Выбрать главу

В рассказе Горенштейна мальчик едет с мамой в поезде в Сибирь в эвакуацию. Она заболевает и умирает. Мальчик остается на станции и в поезде один, без мамы.

"Он сидел и думал, как приедет в свой город и встретит мать, которая, оказывается, осталась в городе, в партизанах. А в эвакуации он был с другой женщиной, и эта другая женщина умерла в больнице. Ему было приятно так думать, и он думал все время об одном и том же, но каждый раз все с большими подробностями.-Ты чего улыбаешься? - сказала кудрявая женщина. Мать умерла, а ты улыбаешься... Стыдно..."

Привожу последние строки рассказа о мальчике, неумолимая судьба которого предопределена, ибо он один на всем белом свете - у него нет родителей и не будет никогда. Одна отрада - его детские мечтания и сны:

"Уже перед самым рассветом, когда выгоревшая свеча потухла и старик прикрыл ноги мальчика теплой кофтой, мальчик увидел мать, вздохнул облегченно и улыбнулся.

Ранним утром кто-то открыл дверь в тамбур, холодный воздух разбудил мальчика, и он еще некоторое время лежал и улыбался...".

С одной стороны, несоизмерима трагедия девочки, потерявшей отца с трагедией мальчика, отправленного в сиротский дом прямо из вагона поезда, мчавшегося в бесконечную оренбургскую глушь. А с другой стороны, та маленькая семилетняя девочка в бордовых фланелевых шароварах, бродившая по мрачным улицам, в одночасье лишившаяся своего дома, двора, улицы, города и отца, не понимала и не могла понять, что можно еще большего лишиться. И, кроме того, маленьких трагедий, как известно, не бывает.

Итак, я родилась на пепелище - не на улице, какое-то помещение все же было. Когда мне исполнился один месяц, увезли в город со сверкающими, красивыми и разнообразно выложенными тротуарами, на которых можно было затевать разные игры, семилетней - отправили в другой, где тротуаров не было, а была только непролазная грязь, одиннадцатилетней вернули в первый, с тротуарами, где мы жили в проходной комнате под непрерывные крики хозяйки квартиры, скандалившей со своим сыном, затем меня вернули опять в бестротуарный город, в котором сразу же, мгновенно погасли солнечные образы.

+ + +

→ Задание:
Чего в одночасье лишилась семилетняя девочка в бордовых фланелевых шароварах, согласно исходному тексту? Перечислите всё.

+ + +

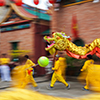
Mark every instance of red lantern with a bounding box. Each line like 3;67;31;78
33;0;39;5
0;0;5;6
49;0;56;4
14;0;23;6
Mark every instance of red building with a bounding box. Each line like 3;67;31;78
51;0;100;44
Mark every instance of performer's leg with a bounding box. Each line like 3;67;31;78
30;75;38;87
50;73;57;87
21;76;29;88
84;77;89;90
57;75;68;87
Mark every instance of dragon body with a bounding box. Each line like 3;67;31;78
44;32;100;59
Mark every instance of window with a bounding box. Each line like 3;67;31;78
11;42;18;50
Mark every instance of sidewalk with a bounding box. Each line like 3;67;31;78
0;76;95;98
0;76;77;89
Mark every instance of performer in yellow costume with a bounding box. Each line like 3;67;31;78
59;57;67;79
81;54;94;90
48;55;70;89
0;54;11;81
21;55;38;88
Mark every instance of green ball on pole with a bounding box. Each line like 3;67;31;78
38;56;49;67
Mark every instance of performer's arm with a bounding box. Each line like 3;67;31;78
52;61;59;70
81;61;88;71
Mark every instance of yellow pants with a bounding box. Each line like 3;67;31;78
21;74;37;88
50;73;68;87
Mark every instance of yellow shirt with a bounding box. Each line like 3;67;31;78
52;60;62;75
0;58;10;65
81;60;94;71
25;59;35;70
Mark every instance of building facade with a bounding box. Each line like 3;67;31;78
0;3;51;76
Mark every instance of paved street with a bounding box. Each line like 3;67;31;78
0;77;95;98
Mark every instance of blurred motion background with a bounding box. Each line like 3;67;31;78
0;0;100;76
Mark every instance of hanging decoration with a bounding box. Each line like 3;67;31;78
49;0;56;4
14;0;23;6
33;0;39;5
0;0;5;6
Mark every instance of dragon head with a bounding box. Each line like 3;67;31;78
44;32;70;54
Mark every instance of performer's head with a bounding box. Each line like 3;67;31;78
87;54;93;59
55;54;60;60
24;55;29;59
2;53;7;58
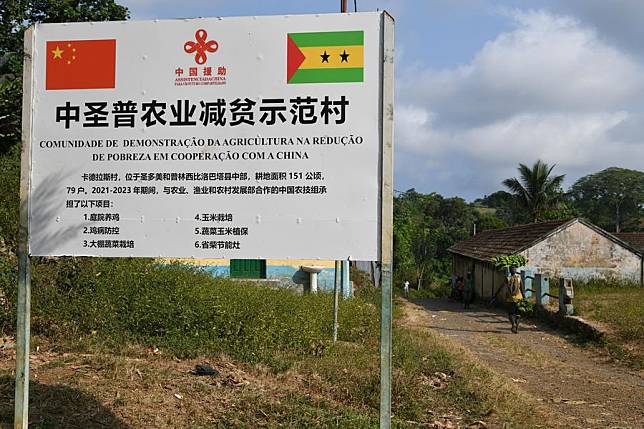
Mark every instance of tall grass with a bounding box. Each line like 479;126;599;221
0;254;378;366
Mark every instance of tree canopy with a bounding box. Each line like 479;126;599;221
0;0;129;153
570;167;644;232
503;160;565;222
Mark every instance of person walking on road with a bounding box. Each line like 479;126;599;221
505;267;523;334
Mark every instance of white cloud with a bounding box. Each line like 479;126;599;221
396;11;644;198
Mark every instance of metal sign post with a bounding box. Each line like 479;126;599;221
16;12;393;428
14;27;34;429
380;12;394;429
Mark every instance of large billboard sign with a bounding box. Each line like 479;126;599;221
29;13;384;260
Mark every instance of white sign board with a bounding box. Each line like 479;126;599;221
25;13;382;260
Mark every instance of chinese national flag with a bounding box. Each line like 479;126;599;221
45;39;116;89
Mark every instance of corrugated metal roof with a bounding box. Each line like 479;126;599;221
448;219;576;261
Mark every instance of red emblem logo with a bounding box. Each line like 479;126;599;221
183;29;219;64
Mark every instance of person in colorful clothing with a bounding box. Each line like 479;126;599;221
505;267;523;334
463;271;474;310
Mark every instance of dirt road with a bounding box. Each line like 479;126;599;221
404;299;644;429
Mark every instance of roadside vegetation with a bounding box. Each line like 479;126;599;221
550;279;644;368
0;258;544;428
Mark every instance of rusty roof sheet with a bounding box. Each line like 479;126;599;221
448;219;576;261
613;232;644;252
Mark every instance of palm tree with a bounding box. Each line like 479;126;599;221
503;160;565;222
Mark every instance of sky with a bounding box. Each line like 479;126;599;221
118;0;644;201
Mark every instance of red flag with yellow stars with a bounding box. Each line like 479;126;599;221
45;39;116;90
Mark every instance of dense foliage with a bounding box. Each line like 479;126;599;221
503;160;572;223
570;167;644;232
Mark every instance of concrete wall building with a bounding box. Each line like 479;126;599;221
449;219;643;298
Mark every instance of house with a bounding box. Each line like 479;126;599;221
448;218;643;298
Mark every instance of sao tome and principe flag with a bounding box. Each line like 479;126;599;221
286;31;364;83
45;39;116;90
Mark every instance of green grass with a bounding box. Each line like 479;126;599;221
0;258;544;428
550;279;644;342
550;280;644;368
573;282;644;341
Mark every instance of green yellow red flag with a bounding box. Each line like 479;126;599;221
286;31;364;83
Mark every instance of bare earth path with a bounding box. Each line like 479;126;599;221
403;299;644;429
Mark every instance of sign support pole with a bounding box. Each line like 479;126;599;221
14;27;35;429
380;12;394;429
333;261;340;344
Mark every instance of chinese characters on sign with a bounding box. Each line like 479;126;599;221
30;13;382;260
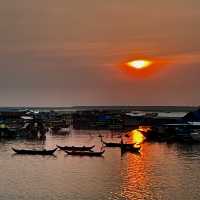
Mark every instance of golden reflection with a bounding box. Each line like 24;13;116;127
131;129;145;145
127;60;152;69
122;144;151;199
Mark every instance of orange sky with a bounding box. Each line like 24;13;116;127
0;0;200;106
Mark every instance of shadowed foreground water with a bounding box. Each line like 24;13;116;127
0;130;200;200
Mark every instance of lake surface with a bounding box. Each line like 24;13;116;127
0;130;200;200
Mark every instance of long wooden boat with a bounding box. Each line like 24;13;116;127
65;150;105;157
101;137;121;147
121;144;141;153
56;145;95;151
12;148;57;155
102;141;121;147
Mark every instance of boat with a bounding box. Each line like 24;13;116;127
121;144;141;153
56;145;95;151
101;137;121;147
65;150;105;157
12;148;57;155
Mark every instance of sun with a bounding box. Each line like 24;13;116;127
126;60;152;69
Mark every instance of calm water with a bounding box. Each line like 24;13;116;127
0;130;200;200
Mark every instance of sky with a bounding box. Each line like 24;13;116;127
0;0;200;106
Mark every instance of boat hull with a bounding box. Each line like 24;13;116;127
57;145;95;151
12;148;57;155
65;151;105;157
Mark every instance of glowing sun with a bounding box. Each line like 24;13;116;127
126;60;152;69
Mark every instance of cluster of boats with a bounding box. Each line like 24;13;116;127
12;139;141;157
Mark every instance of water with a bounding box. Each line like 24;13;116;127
0;130;200;200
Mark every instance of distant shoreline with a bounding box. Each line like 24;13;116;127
0;106;199;112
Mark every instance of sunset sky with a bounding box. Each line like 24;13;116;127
0;0;200;106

+ + +

→ Ответ:
Девочка лишилась своего дома, двора, улицы, города и отца.